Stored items
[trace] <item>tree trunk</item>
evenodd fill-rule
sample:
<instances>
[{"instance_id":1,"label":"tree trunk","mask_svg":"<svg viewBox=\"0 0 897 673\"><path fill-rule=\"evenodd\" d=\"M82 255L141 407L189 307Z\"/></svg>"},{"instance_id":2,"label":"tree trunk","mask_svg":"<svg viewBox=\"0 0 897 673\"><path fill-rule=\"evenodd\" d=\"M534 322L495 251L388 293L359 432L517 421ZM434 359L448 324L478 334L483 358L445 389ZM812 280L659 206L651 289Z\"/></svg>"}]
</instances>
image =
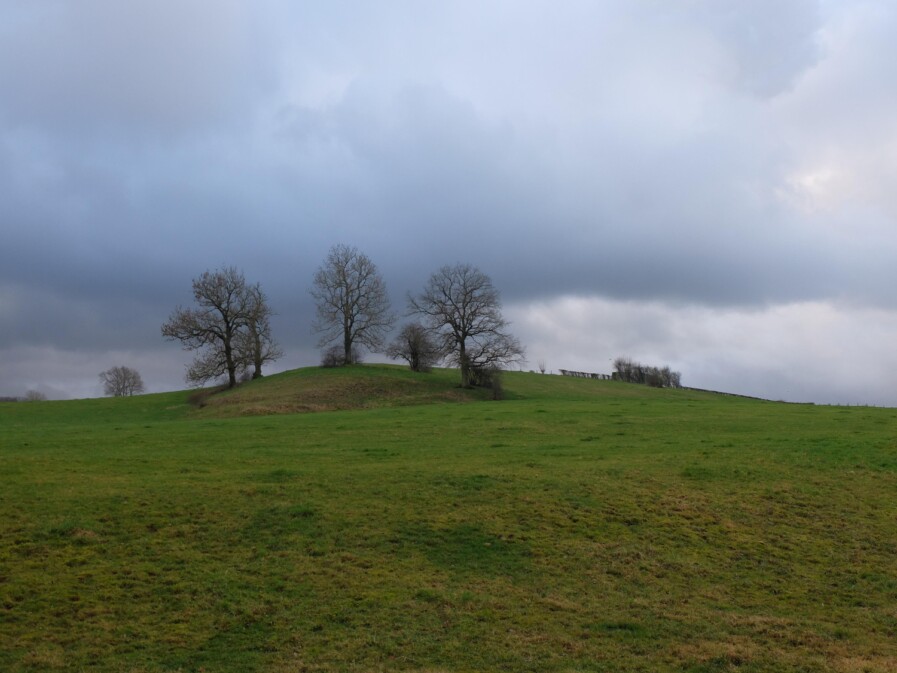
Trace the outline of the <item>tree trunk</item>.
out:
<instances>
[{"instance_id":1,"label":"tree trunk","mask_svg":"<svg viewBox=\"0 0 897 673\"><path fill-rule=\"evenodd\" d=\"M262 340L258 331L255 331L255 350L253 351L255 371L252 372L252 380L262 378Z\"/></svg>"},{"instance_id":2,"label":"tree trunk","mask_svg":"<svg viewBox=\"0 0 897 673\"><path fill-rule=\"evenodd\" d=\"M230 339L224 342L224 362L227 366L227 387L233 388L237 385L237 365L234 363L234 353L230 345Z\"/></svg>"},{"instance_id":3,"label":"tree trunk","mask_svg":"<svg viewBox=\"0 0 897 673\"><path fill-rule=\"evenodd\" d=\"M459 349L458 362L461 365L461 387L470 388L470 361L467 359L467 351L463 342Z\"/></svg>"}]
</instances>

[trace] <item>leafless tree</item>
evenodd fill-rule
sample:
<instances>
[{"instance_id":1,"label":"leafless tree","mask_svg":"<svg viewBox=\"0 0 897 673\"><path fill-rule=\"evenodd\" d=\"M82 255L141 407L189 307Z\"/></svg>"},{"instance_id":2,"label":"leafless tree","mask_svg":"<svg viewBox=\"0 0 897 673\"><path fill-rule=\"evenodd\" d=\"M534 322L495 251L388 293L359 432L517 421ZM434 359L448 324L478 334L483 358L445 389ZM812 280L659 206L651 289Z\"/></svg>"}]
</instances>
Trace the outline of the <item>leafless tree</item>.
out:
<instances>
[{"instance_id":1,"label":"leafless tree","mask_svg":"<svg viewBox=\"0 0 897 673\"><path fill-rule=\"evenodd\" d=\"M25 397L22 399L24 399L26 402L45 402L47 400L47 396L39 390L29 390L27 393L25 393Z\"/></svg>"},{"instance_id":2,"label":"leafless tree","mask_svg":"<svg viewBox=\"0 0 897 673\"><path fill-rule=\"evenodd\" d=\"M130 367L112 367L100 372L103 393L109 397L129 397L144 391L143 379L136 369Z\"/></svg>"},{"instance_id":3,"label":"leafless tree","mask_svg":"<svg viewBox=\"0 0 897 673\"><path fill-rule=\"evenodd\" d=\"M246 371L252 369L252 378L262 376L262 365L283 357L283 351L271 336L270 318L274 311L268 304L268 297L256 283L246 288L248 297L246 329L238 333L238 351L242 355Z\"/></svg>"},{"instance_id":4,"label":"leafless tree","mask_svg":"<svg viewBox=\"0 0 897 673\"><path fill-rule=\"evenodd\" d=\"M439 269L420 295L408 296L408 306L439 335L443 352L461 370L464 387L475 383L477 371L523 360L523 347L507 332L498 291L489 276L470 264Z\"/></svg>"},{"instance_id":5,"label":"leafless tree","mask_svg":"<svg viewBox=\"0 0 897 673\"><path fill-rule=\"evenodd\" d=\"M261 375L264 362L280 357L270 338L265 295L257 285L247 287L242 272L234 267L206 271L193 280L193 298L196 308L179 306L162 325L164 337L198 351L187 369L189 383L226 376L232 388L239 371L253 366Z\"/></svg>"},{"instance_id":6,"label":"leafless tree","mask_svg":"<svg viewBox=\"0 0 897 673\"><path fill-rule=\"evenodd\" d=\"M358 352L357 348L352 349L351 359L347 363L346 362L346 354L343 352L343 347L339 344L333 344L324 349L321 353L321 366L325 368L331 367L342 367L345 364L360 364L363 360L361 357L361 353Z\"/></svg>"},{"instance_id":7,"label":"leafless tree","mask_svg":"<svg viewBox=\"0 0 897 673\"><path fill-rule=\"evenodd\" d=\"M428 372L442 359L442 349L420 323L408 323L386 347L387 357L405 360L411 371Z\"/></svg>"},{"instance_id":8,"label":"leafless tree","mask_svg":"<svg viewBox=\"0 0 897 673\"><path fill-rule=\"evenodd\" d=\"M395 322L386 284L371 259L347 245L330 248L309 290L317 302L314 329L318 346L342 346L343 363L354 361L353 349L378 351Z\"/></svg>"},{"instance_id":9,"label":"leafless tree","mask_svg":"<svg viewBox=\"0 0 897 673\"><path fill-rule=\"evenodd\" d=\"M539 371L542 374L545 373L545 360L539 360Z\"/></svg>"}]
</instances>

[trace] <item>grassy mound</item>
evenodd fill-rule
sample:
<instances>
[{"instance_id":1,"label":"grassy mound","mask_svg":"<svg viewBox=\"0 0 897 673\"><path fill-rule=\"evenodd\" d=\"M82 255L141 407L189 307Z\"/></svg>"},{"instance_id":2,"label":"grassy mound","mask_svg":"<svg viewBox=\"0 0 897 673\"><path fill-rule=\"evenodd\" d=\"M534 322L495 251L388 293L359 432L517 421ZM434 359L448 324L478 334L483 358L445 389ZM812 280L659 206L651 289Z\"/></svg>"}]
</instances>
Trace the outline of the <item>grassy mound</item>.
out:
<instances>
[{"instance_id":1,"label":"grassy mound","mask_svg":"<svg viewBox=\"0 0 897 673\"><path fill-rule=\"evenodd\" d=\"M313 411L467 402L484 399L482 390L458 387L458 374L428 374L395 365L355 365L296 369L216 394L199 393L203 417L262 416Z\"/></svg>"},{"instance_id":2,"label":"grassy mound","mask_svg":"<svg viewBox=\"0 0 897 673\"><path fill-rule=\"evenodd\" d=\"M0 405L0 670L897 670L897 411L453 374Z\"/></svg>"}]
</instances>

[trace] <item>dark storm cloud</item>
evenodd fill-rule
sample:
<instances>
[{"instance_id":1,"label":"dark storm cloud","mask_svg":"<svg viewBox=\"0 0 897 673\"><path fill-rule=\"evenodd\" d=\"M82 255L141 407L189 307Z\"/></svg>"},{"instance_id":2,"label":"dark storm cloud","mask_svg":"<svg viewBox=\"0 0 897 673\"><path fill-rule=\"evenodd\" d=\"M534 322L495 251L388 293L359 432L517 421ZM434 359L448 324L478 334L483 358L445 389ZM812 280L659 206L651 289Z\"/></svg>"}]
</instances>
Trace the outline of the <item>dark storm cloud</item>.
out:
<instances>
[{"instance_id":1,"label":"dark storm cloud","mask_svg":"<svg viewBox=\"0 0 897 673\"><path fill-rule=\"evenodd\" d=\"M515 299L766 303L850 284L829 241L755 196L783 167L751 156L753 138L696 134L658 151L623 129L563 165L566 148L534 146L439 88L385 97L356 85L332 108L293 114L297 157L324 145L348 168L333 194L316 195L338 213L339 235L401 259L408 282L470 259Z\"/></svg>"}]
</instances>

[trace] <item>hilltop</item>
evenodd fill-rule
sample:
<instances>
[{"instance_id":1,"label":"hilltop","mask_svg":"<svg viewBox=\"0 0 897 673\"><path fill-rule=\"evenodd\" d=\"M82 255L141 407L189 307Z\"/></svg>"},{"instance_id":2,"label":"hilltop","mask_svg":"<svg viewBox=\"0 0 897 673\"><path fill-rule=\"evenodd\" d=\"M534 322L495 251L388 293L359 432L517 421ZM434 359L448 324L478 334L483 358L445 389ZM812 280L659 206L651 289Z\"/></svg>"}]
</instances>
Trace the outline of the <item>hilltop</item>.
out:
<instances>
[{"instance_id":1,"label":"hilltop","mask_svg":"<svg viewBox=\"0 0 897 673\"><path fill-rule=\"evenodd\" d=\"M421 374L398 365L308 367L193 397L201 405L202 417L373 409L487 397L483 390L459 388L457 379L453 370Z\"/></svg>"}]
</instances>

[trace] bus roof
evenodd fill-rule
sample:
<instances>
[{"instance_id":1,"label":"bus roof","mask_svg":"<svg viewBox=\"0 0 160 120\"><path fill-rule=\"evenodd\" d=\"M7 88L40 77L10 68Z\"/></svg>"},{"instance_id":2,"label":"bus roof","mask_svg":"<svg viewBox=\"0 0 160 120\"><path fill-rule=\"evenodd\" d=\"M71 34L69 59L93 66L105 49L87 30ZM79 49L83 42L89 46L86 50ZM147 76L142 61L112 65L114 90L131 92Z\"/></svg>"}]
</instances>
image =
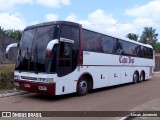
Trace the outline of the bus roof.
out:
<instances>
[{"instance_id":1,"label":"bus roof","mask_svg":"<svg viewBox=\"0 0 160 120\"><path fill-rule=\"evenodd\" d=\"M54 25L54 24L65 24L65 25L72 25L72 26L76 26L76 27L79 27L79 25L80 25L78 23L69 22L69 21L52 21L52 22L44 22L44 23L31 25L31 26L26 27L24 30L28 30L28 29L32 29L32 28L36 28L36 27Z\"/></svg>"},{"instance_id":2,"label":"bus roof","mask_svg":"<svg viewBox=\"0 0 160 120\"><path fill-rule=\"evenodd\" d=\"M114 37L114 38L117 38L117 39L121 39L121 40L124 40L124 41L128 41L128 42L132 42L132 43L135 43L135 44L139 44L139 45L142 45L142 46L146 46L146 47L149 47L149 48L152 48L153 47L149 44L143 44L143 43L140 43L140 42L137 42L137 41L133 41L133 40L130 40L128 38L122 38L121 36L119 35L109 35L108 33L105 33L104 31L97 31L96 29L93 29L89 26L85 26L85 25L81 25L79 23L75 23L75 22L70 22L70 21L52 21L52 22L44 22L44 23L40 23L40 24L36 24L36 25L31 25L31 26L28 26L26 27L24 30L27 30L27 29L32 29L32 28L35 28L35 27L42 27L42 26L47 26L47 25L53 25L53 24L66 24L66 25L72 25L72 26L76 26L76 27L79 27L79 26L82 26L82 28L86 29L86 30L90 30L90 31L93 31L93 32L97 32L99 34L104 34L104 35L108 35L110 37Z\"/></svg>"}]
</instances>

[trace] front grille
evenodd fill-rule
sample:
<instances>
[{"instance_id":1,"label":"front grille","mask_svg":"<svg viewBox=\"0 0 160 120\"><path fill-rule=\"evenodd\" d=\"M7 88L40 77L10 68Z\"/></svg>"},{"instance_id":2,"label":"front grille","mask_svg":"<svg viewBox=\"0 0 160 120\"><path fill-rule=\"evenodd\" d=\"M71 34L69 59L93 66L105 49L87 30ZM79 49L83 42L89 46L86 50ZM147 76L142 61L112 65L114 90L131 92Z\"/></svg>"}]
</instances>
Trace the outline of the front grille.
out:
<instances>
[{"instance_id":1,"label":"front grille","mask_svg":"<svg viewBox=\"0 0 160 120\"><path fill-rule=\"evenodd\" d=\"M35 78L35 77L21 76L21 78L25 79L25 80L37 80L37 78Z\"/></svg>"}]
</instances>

» **WHAT YOU SHOULD DO**
Look above for the line containing "[trace] front grille", then transcribe it and all lines after it through the last, exactly and with nothing else.

» **RESPONSE BOX**
[trace] front grille
evenodd fill-rule
sample:
<instances>
[{"instance_id":1,"label":"front grille","mask_svg":"<svg viewBox=\"0 0 160 120\"><path fill-rule=\"evenodd\" d=\"M7 88L40 77L10 68Z\"/></svg>"},{"instance_id":2,"label":"front grille","mask_svg":"<svg viewBox=\"0 0 160 120\"><path fill-rule=\"evenodd\" d=\"M71 34L69 59L93 66L105 49L87 30ZM79 49L83 42L89 46L86 50ZM147 76L142 61L112 65L114 90L131 92Z\"/></svg>"}]
</instances>
Trace the outline of the front grille.
out:
<instances>
[{"instance_id":1,"label":"front grille","mask_svg":"<svg viewBox=\"0 0 160 120\"><path fill-rule=\"evenodd\" d=\"M35 78L35 77L21 76L21 78L25 79L25 80L37 80L37 78Z\"/></svg>"}]
</instances>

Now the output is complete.